• [Consigne de l’exercice]:
Selon l’extrait choisi ci-dessous, à quelle date la Contribution Exceptionnelle sur la Fortune est-elle née ?

• [Extrait choisi]:
La Contribution Exceptionnelle sur la Fortune ne violait pas la Convention Européenne de Sauvegarde des Droits de l’Homme
(CEDH 12 mai 2022, D. c. France, requêtes n° 39917/21 et n° 39832/21)
On se souvient que l’année 2012 a été marquée par un changement de majorité présidentielle. Lors de la dernière année de présidence de Nicolas Sarkozy, l’Impôt de Solidarité sur la Fortune (ISF) avait été refondu afin de le simplifier. La loi de finances rectificative pour 2011 n° 2011-900 du 29 juillet 2011 supprimait ainsi les mécanismes de plafonnement avec en contrepartie l’abaissement très sensible du barème de cet impôt : deux tranches, la plus haute au taux de 0,5 %.
Avec l’élection de François Hollande, la nouvelle majorité a immédiatement voulu marquer son opposition à la politique fiscale définie par l’ancienne en s’attaquant au très symbolique ISF. Afin de revenir au plus vite sur les dernières réformes, le nouveau gouvernement a fait voter à la hâte un complément d’impôt sur la fortune rétablissant le barème antérieur à la loi de finances pour 2012 sans toutefois prévoir de mécanisme de plafonnement. C’est ainsi que la Contribution Exceptionnelle sur la Fortune (CEF) est née le 16 août 2012.
Le législateur, conscient du caractère rétroactif de la CEF et de l’atteinte que portait le rétablissement du barème antérieur sans application d’un quelconque mécanisme de plafonnement au principe d’égalité devant les charges publiques, a considéré que la distinction entre la CEF et l’ISF ainsi que le fait de s’engager à ce que la CEF ne soit appliquée qu’à la seule année 2012 suffisait à écarter ces atteintes.

• [Données fournies]:

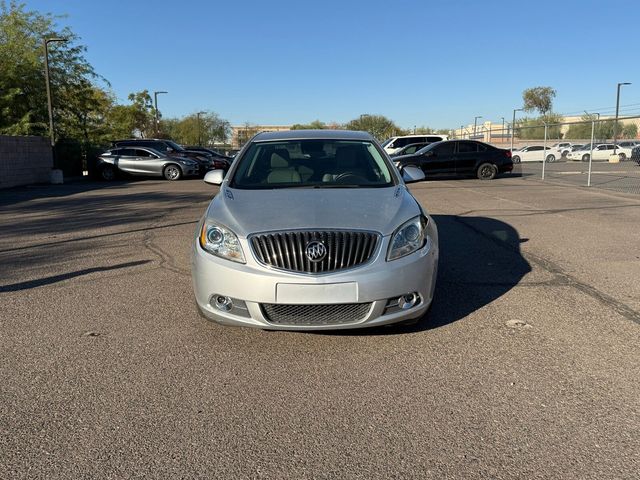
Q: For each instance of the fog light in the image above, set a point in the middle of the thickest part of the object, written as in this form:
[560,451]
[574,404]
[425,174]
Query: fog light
[222,303]
[408,300]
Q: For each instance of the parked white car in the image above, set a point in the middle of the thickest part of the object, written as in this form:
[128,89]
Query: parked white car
[534,153]
[561,149]
[601,152]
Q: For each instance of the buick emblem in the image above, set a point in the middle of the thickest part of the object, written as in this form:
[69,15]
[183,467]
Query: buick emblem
[315,251]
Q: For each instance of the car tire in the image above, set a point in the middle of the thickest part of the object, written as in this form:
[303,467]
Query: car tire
[487,171]
[108,173]
[172,172]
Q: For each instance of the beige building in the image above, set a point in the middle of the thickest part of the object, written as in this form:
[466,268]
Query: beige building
[495,133]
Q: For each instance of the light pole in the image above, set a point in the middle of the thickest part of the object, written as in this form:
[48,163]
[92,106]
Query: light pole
[597,120]
[615,124]
[475,123]
[47,41]
[199,138]
[513,124]
[155,107]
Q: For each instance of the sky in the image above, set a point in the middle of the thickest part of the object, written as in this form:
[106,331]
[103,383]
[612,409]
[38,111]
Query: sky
[424,63]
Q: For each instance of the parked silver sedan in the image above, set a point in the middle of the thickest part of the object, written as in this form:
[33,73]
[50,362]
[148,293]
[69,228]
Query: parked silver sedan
[144,161]
[314,230]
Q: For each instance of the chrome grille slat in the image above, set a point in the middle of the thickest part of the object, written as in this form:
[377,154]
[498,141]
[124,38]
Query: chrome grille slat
[286,250]
[322,314]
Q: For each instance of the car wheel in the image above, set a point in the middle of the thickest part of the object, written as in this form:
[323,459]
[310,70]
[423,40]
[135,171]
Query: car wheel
[172,172]
[108,173]
[487,171]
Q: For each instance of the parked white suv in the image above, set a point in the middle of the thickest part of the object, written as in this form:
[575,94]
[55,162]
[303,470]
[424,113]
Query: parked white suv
[394,144]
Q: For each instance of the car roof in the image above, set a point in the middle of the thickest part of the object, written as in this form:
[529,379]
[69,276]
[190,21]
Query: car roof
[312,135]
[136,147]
[141,140]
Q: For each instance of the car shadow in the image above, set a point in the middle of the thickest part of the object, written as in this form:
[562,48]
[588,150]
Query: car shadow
[480,261]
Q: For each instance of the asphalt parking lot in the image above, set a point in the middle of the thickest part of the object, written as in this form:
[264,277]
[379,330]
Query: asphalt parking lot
[623,177]
[527,366]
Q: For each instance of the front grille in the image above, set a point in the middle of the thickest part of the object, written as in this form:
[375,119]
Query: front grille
[325,314]
[286,250]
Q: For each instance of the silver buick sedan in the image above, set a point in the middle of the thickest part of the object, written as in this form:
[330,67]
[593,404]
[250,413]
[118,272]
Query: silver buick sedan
[311,230]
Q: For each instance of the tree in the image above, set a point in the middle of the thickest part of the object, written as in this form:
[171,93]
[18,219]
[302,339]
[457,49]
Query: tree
[377,125]
[533,128]
[539,99]
[315,125]
[630,130]
[204,129]
[581,130]
[23,98]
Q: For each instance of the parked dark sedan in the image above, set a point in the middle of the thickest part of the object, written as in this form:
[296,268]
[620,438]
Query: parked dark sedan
[169,147]
[409,149]
[143,161]
[220,161]
[459,157]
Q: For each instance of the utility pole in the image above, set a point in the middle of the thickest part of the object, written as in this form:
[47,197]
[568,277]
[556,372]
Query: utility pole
[615,124]
[155,108]
[475,123]
[199,137]
[513,124]
[52,134]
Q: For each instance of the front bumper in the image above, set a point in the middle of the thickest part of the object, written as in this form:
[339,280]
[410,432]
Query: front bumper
[376,283]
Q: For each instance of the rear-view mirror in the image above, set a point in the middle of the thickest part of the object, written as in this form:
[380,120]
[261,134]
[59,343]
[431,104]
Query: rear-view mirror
[412,174]
[214,177]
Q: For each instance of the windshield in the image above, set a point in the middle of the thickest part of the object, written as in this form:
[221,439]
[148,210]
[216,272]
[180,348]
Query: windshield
[431,146]
[312,164]
[174,145]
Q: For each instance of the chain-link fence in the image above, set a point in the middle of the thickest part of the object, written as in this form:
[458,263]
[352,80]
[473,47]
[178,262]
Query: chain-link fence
[593,152]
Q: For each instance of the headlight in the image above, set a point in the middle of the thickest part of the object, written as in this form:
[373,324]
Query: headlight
[408,238]
[221,242]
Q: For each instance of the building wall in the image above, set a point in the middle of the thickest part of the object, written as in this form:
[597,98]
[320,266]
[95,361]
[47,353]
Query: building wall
[24,161]
[241,133]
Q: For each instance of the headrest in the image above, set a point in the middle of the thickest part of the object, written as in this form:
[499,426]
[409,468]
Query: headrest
[278,159]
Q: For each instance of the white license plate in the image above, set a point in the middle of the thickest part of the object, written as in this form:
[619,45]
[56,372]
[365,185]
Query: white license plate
[302,293]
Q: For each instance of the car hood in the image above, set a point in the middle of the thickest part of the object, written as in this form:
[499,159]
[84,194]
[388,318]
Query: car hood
[253,211]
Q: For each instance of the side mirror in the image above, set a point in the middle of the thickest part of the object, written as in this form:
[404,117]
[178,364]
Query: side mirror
[214,177]
[412,174]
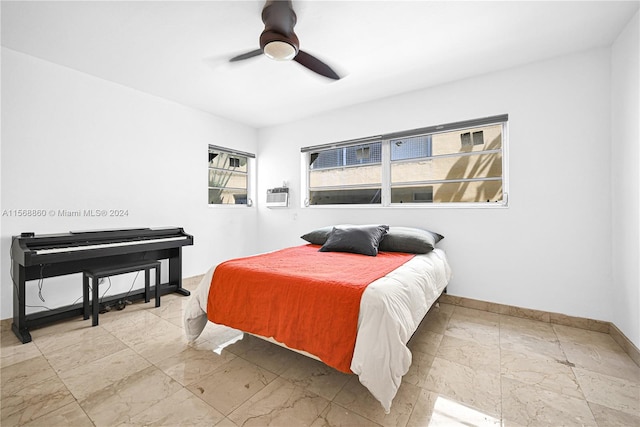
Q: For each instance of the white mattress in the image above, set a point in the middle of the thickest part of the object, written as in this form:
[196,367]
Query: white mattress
[391,309]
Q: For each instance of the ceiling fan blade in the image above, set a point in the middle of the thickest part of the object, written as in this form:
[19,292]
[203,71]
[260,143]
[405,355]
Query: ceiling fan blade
[246,55]
[315,65]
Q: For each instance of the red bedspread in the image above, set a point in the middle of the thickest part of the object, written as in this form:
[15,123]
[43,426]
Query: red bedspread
[306,299]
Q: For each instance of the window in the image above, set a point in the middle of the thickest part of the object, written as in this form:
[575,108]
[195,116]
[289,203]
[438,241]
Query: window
[462,163]
[346,175]
[229,176]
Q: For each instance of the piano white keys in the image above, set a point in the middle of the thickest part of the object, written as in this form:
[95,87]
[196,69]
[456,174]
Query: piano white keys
[107,245]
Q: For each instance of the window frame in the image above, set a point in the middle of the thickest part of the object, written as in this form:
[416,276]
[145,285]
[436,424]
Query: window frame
[386,165]
[249,174]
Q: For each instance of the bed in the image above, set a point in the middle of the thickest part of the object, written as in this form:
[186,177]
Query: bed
[352,297]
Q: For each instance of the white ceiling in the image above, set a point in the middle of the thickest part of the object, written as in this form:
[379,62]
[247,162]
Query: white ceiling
[179,49]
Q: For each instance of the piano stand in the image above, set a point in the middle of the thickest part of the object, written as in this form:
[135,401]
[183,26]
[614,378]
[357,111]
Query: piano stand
[99,273]
[37,257]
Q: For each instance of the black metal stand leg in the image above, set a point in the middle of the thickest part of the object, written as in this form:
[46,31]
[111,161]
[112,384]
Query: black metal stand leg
[19,325]
[85,296]
[158,293]
[146,285]
[175,272]
[95,301]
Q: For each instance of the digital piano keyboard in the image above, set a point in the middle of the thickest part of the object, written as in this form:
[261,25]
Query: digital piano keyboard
[36,257]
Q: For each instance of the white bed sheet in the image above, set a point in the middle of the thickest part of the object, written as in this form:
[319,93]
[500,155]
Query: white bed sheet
[391,309]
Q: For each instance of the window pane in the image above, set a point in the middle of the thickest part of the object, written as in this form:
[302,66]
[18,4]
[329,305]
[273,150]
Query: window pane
[226,179]
[362,196]
[447,168]
[227,196]
[226,161]
[347,156]
[470,191]
[348,176]
[477,139]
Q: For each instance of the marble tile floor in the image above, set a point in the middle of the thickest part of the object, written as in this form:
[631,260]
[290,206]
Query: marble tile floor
[470,368]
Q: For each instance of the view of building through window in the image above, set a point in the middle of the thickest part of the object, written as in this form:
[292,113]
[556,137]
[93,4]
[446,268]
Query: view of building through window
[463,165]
[228,177]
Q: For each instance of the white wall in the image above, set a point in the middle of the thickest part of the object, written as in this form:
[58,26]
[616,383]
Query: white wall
[72,141]
[551,249]
[626,180]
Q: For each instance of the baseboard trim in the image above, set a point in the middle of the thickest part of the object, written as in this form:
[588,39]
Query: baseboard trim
[549,317]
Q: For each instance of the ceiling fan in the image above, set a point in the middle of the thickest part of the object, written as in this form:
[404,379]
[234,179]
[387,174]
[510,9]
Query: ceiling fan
[280,43]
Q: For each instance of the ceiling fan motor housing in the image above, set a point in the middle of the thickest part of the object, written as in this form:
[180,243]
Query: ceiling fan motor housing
[279,20]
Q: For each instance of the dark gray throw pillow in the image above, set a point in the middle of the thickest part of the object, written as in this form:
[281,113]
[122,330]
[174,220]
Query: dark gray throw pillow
[363,239]
[320,236]
[410,240]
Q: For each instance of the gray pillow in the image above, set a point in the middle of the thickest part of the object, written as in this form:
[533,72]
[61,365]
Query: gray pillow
[410,240]
[363,239]
[319,236]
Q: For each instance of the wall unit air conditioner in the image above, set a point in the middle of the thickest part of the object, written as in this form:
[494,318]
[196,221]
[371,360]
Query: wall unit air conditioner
[278,197]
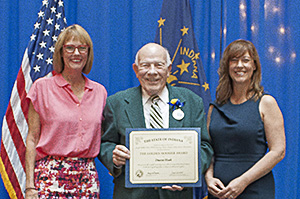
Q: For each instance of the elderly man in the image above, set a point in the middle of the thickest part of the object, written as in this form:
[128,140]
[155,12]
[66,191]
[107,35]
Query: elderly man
[132,109]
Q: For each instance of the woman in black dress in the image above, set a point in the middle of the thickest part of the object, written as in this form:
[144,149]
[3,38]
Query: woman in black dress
[246,127]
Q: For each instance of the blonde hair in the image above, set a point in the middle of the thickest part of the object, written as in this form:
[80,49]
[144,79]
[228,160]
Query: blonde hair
[237,49]
[77,32]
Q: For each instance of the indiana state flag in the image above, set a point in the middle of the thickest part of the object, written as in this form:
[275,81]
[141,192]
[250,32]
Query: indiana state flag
[175,32]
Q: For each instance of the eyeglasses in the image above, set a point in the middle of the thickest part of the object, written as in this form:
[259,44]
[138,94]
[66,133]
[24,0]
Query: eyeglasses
[245,60]
[82,49]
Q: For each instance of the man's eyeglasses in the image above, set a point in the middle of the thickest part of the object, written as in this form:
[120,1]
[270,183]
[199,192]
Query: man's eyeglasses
[82,49]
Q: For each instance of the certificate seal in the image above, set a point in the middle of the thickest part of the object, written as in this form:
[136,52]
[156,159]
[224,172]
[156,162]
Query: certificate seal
[178,114]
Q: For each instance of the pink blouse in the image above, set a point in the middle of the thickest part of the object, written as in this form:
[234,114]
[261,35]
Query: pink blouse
[69,128]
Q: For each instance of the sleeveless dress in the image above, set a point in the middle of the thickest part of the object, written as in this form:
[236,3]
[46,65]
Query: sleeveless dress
[239,141]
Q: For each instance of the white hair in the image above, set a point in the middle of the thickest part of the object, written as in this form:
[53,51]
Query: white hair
[168,58]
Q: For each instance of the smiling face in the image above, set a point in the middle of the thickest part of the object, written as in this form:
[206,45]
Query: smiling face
[152,69]
[241,69]
[74,60]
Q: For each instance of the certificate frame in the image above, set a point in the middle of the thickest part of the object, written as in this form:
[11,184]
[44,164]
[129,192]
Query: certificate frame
[163,136]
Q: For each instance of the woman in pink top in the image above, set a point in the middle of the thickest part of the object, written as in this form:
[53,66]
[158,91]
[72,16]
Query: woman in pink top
[64,119]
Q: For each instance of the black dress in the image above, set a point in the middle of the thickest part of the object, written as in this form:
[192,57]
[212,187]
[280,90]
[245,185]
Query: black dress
[239,141]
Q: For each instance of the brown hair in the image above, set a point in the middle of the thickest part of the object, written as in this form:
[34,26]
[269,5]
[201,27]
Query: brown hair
[237,49]
[77,32]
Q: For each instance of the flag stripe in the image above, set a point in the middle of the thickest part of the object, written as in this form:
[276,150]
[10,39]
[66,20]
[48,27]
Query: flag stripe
[15,135]
[13,157]
[11,187]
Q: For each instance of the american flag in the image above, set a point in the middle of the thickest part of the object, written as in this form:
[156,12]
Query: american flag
[37,62]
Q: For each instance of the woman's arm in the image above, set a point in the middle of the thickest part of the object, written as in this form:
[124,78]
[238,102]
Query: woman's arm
[275,135]
[31,142]
[214,185]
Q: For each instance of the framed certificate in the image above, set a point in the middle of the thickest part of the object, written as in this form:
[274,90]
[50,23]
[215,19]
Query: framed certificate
[160,157]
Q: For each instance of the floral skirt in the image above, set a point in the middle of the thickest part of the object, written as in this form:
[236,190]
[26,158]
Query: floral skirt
[64,177]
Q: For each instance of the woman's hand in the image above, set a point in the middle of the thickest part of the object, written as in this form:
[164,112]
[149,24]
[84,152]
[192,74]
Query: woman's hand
[214,186]
[31,194]
[233,189]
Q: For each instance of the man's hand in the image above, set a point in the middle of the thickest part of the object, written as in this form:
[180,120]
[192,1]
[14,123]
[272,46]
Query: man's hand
[120,154]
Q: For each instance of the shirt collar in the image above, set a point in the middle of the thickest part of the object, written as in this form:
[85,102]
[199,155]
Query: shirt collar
[163,95]
[61,82]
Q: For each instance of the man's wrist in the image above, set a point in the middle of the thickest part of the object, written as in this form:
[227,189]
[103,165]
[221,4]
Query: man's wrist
[117,167]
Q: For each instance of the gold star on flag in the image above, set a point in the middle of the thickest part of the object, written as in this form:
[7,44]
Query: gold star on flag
[184,30]
[197,55]
[183,67]
[205,86]
[161,22]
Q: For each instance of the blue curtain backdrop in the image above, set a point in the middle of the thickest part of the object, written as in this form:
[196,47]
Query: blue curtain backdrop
[119,28]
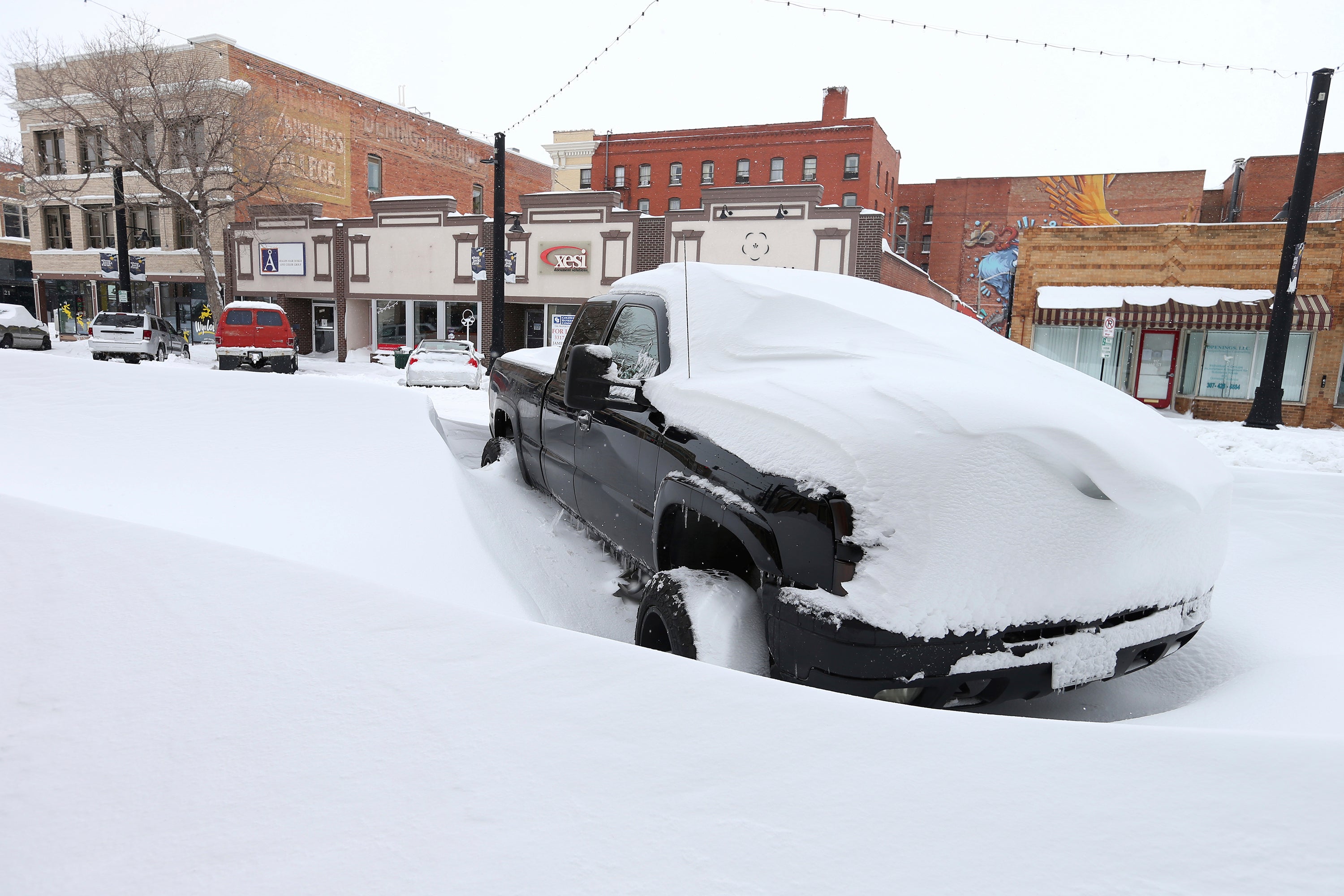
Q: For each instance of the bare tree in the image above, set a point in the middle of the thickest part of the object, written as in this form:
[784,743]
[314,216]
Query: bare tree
[171,115]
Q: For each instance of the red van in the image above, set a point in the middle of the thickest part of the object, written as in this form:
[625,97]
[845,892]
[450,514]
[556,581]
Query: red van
[257,334]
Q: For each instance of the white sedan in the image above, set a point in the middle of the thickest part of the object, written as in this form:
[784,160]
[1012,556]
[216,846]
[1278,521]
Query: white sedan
[444,362]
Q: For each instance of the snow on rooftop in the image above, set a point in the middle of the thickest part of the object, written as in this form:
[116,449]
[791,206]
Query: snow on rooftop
[1150,296]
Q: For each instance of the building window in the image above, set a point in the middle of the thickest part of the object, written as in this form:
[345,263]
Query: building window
[100,228]
[93,151]
[15,221]
[52,152]
[375,175]
[143,228]
[57,224]
[1232,361]
[189,143]
[185,228]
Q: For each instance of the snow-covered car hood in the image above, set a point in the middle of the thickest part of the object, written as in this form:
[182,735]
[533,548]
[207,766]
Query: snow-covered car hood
[991,487]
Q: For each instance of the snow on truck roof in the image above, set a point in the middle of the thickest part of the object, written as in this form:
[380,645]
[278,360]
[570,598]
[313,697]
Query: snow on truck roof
[991,485]
[269,307]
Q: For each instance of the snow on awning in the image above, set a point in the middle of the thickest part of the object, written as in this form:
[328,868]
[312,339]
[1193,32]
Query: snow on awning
[1151,296]
[1310,314]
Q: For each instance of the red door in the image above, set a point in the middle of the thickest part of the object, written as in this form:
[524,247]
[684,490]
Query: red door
[1156,367]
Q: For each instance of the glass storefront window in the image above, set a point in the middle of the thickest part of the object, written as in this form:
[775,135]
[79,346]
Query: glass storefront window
[426,322]
[392,324]
[69,299]
[1076,347]
[1233,363]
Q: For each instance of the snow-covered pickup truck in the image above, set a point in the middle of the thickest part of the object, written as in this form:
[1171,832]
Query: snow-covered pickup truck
[858,489]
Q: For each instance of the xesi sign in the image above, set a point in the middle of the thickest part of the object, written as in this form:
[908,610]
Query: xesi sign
[565,257]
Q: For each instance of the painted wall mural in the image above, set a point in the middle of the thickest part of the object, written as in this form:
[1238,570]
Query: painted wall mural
[1074,201]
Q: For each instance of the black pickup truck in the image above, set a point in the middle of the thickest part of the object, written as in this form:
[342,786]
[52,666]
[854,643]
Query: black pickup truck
[664,499]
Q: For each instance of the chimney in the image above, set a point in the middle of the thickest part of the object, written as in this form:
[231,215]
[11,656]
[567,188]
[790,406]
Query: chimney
[835,104]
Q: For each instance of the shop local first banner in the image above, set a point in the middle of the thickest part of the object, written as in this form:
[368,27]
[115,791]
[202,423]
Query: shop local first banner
[283,260]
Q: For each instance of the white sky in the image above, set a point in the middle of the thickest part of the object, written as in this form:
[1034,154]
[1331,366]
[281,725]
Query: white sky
[955,107]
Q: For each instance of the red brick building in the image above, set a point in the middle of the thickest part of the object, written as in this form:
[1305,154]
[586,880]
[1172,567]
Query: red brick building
[1260,186]
[666,170]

• [Réponse attendue]:
Le 16 août 2012.